▶ **OBJECTIVE**
The lines to be copied run from the one containing "of the potted" to the end of the material below; reproduce them exactly, including both ends, and nothing more.

====== RECORDS SHOWN ======

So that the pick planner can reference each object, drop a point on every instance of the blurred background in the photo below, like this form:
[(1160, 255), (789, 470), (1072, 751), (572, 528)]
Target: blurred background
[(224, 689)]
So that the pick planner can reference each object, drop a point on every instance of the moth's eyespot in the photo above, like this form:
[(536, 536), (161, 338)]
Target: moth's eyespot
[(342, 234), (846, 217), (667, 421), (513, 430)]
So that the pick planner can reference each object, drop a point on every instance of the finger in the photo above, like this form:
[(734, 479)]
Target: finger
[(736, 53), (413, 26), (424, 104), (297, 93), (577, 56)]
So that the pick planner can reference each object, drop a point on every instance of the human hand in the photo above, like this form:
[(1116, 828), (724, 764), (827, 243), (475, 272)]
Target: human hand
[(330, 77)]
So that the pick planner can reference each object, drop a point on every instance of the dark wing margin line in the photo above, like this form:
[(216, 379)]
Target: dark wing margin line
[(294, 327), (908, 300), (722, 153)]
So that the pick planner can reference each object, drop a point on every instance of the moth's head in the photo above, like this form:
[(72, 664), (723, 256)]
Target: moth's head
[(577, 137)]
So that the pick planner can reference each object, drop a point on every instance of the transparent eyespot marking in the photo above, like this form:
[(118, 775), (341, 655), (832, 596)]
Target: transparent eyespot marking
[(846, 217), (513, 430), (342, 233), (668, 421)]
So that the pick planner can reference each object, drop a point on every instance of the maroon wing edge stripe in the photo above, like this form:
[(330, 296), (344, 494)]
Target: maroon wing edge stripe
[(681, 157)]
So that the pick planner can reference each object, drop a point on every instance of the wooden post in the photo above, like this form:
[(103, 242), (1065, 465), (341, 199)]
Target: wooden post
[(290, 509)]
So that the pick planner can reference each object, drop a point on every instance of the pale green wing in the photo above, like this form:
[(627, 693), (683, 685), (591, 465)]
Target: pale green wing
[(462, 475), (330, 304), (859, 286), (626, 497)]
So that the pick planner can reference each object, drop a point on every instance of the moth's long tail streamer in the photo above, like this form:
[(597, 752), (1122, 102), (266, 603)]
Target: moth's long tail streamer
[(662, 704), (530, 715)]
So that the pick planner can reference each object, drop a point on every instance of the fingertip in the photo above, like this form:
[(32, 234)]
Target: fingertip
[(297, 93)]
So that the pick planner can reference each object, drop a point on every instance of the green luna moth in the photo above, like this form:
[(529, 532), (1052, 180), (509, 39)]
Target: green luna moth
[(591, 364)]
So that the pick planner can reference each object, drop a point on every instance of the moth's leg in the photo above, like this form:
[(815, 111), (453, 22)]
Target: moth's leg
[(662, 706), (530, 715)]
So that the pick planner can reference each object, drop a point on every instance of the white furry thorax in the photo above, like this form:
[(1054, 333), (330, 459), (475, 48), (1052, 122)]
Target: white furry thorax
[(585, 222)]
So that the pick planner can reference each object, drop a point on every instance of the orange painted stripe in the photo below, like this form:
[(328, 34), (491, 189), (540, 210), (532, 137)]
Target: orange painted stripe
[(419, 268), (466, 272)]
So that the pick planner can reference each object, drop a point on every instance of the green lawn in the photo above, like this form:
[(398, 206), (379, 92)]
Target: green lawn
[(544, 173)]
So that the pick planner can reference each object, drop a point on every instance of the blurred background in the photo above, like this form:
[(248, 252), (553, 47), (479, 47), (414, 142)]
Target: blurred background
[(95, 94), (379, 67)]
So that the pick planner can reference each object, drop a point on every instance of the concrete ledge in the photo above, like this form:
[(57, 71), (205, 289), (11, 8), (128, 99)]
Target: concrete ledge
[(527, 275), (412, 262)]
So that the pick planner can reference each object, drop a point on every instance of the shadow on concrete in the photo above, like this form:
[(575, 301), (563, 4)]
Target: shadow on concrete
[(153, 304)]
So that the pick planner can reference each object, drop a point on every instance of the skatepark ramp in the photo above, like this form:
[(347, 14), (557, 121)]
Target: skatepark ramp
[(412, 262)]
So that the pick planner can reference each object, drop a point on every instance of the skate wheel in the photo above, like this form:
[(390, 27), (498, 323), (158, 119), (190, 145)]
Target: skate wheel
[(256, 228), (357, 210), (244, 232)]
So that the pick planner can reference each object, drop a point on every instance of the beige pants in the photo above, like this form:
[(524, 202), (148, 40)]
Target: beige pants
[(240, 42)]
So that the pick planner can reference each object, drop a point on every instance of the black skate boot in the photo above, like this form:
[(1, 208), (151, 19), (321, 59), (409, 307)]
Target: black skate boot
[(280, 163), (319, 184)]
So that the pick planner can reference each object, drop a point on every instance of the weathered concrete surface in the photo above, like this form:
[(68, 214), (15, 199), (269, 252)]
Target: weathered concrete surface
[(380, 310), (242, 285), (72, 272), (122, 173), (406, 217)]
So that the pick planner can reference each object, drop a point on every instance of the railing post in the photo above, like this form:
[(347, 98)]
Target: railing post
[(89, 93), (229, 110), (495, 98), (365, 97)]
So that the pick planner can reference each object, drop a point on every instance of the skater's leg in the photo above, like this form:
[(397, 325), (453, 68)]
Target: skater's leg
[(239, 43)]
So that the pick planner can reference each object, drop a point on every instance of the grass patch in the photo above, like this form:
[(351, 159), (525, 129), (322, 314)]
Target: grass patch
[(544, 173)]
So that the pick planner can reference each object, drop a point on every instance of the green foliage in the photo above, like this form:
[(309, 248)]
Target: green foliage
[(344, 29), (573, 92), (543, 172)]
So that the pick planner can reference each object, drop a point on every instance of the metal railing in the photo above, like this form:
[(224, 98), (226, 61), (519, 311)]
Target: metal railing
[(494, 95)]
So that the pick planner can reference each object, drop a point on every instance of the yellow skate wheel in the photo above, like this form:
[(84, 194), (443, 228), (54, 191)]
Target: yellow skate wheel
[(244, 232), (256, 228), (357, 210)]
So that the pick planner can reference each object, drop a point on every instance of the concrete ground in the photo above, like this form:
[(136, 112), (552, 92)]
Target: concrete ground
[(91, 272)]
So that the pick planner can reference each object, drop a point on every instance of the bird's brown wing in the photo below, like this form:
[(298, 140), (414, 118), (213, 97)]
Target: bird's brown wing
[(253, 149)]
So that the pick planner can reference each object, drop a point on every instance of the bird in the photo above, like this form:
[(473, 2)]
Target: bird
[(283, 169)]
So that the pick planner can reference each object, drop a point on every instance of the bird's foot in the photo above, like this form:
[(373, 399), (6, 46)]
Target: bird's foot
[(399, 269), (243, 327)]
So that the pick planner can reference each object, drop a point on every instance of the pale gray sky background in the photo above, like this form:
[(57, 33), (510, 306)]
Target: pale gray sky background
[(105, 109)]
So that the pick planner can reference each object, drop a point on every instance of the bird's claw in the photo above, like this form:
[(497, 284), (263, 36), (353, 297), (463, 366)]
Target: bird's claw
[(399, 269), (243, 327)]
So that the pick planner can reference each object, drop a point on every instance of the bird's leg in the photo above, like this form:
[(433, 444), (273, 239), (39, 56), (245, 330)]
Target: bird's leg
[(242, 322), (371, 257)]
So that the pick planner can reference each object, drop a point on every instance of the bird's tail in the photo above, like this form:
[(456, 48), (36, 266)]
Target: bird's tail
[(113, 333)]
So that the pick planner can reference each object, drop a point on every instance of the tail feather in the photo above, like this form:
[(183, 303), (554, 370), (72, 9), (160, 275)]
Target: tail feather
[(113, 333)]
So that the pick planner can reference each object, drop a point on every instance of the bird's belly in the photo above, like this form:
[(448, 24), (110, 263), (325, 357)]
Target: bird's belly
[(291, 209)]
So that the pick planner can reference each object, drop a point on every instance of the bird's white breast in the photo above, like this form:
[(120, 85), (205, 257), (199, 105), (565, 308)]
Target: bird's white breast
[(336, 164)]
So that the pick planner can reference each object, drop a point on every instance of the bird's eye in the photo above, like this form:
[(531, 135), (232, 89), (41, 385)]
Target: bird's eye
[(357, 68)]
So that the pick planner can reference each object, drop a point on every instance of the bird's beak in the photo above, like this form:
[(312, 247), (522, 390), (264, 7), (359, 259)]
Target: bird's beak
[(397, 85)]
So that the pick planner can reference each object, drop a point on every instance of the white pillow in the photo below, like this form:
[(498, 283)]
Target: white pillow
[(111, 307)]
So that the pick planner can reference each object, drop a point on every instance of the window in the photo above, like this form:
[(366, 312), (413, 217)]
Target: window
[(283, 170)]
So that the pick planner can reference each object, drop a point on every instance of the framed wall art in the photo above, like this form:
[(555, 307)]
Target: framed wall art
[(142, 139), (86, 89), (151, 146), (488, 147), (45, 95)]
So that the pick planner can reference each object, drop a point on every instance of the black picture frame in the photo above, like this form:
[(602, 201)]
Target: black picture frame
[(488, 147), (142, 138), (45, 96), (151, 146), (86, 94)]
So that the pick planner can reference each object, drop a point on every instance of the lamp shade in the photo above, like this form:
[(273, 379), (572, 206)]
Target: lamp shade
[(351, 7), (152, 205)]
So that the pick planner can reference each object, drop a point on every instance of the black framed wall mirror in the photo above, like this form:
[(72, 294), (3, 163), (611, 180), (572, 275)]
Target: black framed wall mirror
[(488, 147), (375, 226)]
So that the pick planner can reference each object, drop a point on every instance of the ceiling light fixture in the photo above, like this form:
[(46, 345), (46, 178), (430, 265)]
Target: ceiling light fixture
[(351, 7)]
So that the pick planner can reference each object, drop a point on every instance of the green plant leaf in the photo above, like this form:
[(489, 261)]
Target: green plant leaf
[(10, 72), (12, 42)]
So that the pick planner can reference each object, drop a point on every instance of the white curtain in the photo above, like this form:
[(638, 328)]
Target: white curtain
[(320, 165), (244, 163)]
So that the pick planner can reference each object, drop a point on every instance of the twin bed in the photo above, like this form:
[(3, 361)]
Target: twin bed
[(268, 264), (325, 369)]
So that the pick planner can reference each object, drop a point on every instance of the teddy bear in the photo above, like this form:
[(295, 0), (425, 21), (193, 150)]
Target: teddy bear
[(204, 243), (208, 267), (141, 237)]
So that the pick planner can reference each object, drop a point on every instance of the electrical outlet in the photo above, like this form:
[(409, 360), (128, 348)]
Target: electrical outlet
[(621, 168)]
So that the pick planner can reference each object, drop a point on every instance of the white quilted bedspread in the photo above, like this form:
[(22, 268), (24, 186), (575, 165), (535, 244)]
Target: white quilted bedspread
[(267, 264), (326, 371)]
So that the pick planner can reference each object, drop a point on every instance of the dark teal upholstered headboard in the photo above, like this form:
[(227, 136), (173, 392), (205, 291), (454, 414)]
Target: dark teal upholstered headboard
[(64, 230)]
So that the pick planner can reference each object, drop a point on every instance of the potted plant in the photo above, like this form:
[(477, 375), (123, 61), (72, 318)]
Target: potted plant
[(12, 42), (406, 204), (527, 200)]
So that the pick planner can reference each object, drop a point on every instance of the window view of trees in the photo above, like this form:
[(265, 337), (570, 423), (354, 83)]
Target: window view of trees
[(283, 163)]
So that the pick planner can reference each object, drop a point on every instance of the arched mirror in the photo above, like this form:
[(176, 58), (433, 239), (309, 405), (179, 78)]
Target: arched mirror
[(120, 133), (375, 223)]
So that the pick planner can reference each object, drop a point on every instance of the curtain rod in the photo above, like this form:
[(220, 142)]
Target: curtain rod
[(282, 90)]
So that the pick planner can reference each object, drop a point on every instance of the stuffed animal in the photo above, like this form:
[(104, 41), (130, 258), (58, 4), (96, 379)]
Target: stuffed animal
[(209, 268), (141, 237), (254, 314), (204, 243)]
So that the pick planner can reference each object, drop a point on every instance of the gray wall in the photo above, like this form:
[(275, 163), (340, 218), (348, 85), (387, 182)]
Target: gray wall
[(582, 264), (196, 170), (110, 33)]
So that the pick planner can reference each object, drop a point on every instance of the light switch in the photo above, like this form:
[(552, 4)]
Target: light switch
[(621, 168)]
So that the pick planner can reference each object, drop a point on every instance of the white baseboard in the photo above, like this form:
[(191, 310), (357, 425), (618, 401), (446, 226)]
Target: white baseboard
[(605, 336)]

======

▶ **CORRECT RESPONSE**
So that the pick planner can reference each object, drop a point on every instance of the potted plant in the photo above, like this form:
[(477, 375), (123, 61), (72, 318)]
Target: potted plant
[(12, 42), (406, 204), (527, 200)]
So that the pick planner can reference each object, drop a point on every instance of the window view of trees in the photo above, like this form:
[(265, 337), (570, 423), (354, 83)]
Target: window view of trees
[(283, 163)]
So that the pick planner can reference each object, drop a point on every instance of the arched mirror in the photo above, like this form:
[(176, 58), (433, 239), (309, 405), (179, 78)]
Target: arched mirror
[(120, 133), (375, 223)]
So that the pick planner can reference each object, drop a point on every instance of the curtain rod in the photo above, like this form:
[(220, 142)]
Target: curtain rod
[(282, 90)]
So that the pick planner can reference each object, drop a point on every instance of the stuffed animal in the photo above, like this form:
[(104, 41), (130, 258), (58, 4), (96, 379)]
Target: stuffed animal
[(209, 268), (141, 237), (254, 314), (204, 243)]
So that the pick planner can reference each object, drop a point on every instance of the gray wall in the photo above, like this form:
[(275, 163), (340, 218), (348, 85), (387, 182)]
Target: gray wall
[(582, 264), (196, 170), (110, 33)]
So that the pick planner can reference each object, drop a point on every instance of the light switch in the photo above, like this form:
[(552, 4)]
Target: light switch
[(621, 168)]
So that the pick planner can reference each object, drop a point on every instance of the white baseboard in the photo above, like this form:
[(191, 310), (357, 425), (618, 401), (446, 226)]
Target: white baseboard
[(605, 336)]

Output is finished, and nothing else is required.